— start —
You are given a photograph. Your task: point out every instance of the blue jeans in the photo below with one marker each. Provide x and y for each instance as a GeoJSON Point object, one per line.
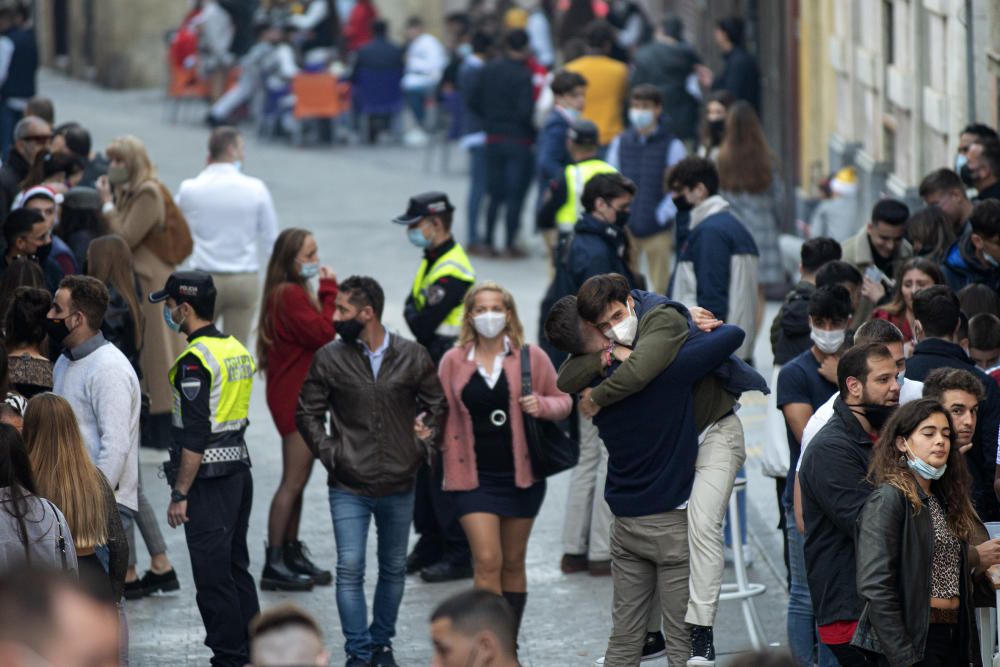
{"type": "Point", "coordinates": [477, 190]}
{"type": "Point", "coordinates": [352, 516]}
{"type": "Point", "coordinates": [801, 623]}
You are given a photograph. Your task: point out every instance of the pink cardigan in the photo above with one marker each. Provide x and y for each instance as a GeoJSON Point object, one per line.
{"type": "Point", "coordinates": [457, 447]}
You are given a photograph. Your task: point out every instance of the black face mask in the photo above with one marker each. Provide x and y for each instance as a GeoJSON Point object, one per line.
{"type": "Point", "coordinates": [716, 130]}
{"type": "Point", "coordinates": [967, 176]}
{"type": "Point", "coordinates": [877, 415]}
{"type": "Point", "coordinates": [349, 330]}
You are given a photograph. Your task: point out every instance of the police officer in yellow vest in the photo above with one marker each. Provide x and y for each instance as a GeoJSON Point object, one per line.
{"type": "Point", "coordinates": [434, 306]}
{"type": "Point", "coordinates": [210, 472]}
{"type": "Point", "coordinates": [434, 312]}
{"type": "Point", "coordinates": [561, 207]}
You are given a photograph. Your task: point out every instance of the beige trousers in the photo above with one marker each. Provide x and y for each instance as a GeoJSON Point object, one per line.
{"type": "Point", "coordinates": [236, 303]}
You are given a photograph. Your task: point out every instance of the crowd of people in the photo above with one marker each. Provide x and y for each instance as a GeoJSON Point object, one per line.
{"type": "Point", "coordinates": [129, 316]}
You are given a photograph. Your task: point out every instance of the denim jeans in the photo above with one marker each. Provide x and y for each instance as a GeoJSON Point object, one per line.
{"type": "Point", "coordinates": [352, 515]}
{"type": "Point", "coordinates": [477, 190]}
{"type": "Point", "coordinates": [801, 622]}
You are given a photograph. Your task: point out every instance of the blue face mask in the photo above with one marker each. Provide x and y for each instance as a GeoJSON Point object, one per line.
{"type": "Point", "coordinates": [922, 468]}
{"type": "Point", "coordinates": [310, 270]}
{"type": "Point", "coordinates": [168, 317]}
{"type": "Point", "coordinates": [417, 238]}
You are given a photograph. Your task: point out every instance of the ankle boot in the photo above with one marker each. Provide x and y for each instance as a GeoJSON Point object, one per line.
{"type": "Point", "coordinates": [277, 576]}
{"type": "Point", "coordinates": [297, 560]}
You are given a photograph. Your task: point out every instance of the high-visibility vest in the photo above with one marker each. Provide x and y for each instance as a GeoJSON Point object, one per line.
{"type": "Point", "coordinates": [577, 175]}
{"type": "Point", "coordinates": [453, 264]}
{"type": "Point", "coordinates": [231, 368]}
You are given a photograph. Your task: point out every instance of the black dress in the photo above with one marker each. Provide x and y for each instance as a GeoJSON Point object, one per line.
{"type": "Point", "coordinates": [497, 492]}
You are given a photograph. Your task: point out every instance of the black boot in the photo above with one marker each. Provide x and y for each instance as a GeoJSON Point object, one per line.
{"type": "Point", "coordinates": [278, 576]}
{"type": "Point", "coordinates": [298, 561]}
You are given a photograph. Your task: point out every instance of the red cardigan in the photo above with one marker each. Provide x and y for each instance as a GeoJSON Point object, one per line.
{"type": "Point", "coordinates": [457, 447]}
{"type": "Point", "coordinates": [298, 330]}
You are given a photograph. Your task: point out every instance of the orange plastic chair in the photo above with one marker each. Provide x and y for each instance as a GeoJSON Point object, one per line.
{"type": "Point", "coordinates": [316, 96]}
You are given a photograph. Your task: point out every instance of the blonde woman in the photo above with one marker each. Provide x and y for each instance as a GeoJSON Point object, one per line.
{"type": "Point", "coordinates": [485, 451]}
{"type": "Point", "coordinates": [65, 475]}
{"type": "Point", "coordinates": [134, 205]}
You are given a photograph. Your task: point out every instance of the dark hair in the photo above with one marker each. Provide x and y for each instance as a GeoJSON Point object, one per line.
{"type": "Point", "coordinates": [941, 380]}
{"type": "Point", "coordinates": [221, 140]}
{"type": "Point", "coordinates": [18, 223]}
{"type": "Point", "coordinates": [25, 320]}
{"type": "Point", "coordinates": [22, 272]}
{"type": "Point", "coordinates": [991, 153]}
{"type": "Point", "coordinates": [598, 292]}
{"type": "Point", "coordinates": [931, 230]}
{"type": "Point", "coordinates": [745, 162]}
{"type": "Point", "coordinates": [77, 138]}
{"type": "Point", "coordinates": [878, 331]}
{"type": "Point", "coordinates": [938, 310]}
{"type": "Point", "coordinates": [836, 273]}
{"type": "Point", "coordinates": [890, 211]}
{"type": "Point", "coordinates": [980, 130]}
{"type": "Point", "coordinates": [984, 332]}
{"type": "Point", "coordinates": [976, 298]}
{"type": "Point", "coordinates": [855, 364]}
{"type": "Point", "coordinates": [562, 326]}
{"type": "Point", "coordinates": [691, 171]}
{"type": "Point", "coordinates": [564, 82]}
{"type": "Point", "coordinates": [817, 252]}
{"type": "Point", "coordinates": [364, 291]}
{"type": "Point", "coordinates": [952, 488]}
{"type": "Point", "coordinates": [599, 35]}
{"type": "Point", "coordinates": [606, 187]}
{"type": "Point", "coordinates": [646, 92]}
{"type": "Point", "coordinates": [90, 297]}
{"type": "Point", "coordinates": [733, 26]}
{"type": "Point", "coordinates": [940, 180]}
{"type": "Point", "coordinates": [985, 219]}
{"type": "Point", "coordinates": [516, 40]}
{"type": "Point", "coordinates": [831, 303]}
{"type": "Point", "coordinates": [474, 611]}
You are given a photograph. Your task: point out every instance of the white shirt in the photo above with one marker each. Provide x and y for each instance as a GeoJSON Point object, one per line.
{"type": "Point", "coordinates": [231, 217]}
{"type": "Point", "coordinates": [491, 377]}
{"type": "Point", "coordinates": [910, 391]}
{"type": "Point", "coordinates": [426, 59]}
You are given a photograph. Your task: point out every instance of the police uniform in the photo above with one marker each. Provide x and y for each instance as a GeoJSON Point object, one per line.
{"type": "Point", "coordinates": [434, 311]}
{"type": "Point", "coordinates": [211, 382]}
— end —
= WORK INSTRUCTIONS =
Copy exactly the lines above, from the one containing "of the white" through the very last line.

= RESULT FOR THIS TASK =
You are given a photograph. Your task: point out every instance of the white shirt in the photo above with one marker each. Provide x and y for each instance as a GeoJSON Point object, one per line.
{"type": "Point", "coordinates": [231, 217]}
{"type": "Point", "coordinates": [491, 377]}
{"type": "Point", "coordinates": [910, 391]}
{"type": "Point", "coordinates": [426, 59]}
You are given a photograph. Your task: point out every instance of the police uniform in the photo above with one marker each. Provide x and y for each instance as a GeoJSON Point object, one per line.
{"type": "Point", "coordinates": [434, 311]}
{"type": "Point", "coordinates": [211, 382]}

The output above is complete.